§ **DESCRIPTION OF THE TASK**: Could you write out, exactly and with no pictures, every line from the one containing "Find the shoreline" through the last line of the entries?
[DATA SHOWN]
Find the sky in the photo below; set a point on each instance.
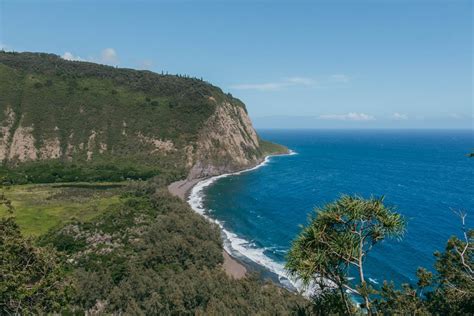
(295, 64)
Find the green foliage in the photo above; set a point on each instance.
(338, 237)
(105, 119)
(31, 278)
(455, 276)
(58, 172)
(152, 254)
(37, 208)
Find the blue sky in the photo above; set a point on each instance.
(294, 63)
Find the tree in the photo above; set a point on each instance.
(455, 278)
(31, 278)
(338, 238)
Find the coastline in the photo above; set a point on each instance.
(235, 265)
(232, 267)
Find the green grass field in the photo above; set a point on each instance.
(40, 207)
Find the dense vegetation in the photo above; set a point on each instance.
(148, 254)
(331, 250)
(105, 120)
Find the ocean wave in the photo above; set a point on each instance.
(234, 244)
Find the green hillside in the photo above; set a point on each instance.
(123, 246)
(134, 124)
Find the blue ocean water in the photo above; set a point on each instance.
(424, 174)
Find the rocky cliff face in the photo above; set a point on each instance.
(84, 113)
(228, 142)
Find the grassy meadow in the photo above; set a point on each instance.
(39, 207)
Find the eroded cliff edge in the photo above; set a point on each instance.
(84, 113)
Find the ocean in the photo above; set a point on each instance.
(424, 174)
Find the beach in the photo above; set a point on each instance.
(232, 267)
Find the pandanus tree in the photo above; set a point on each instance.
(336, 242)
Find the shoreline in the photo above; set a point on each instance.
(232, 267)
(235, 266)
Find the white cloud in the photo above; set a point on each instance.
(109, 56)
(273, 86)
(339, 78)
(269, 86)
(352, 116)
(70, 56)
(301, 81)
(399, 116)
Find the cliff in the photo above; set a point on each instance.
(79, 113)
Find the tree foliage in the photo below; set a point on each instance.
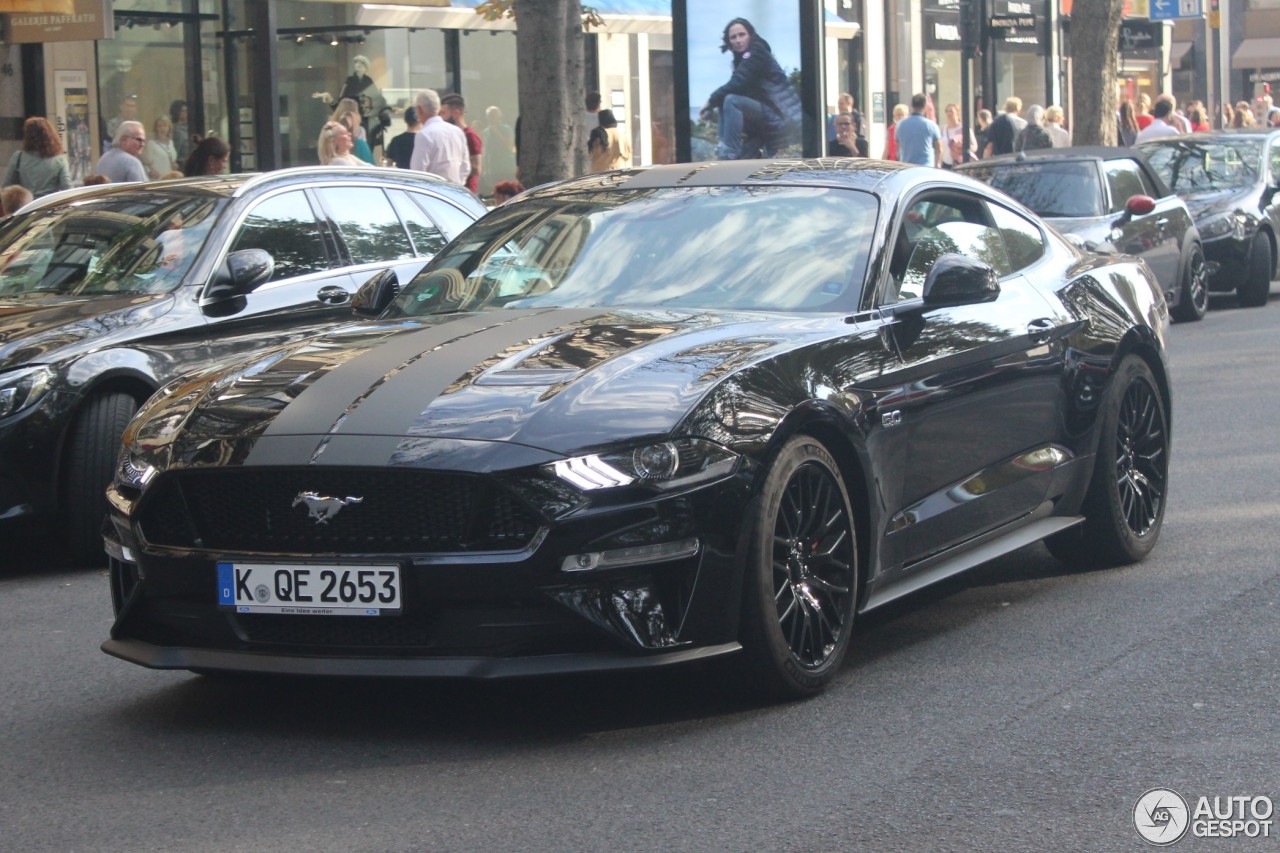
(552, 86)
(1095, 60)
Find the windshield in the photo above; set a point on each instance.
[/DATA SHOWN]
§ **FINISHED EXERCISE**:
Find the shoreline in the photo above; set a point on each instance.
(232, 267)
(235, 266)
Find the white cloud in the photo above; set a point on each instance.
(109, 56)
(273, 86)
(339, 78)
(269, 86)
(352, 116)
(70, 56)
(301, 81)
(399, 116)
Find the cliff in the photo above; set a point on each instance.
(79, 113)
Find the tree foliage in the photo below; set a point on each instance.
(552, 86)
(1095, 60)
Find the windshield in the photo above; set a point on each instance.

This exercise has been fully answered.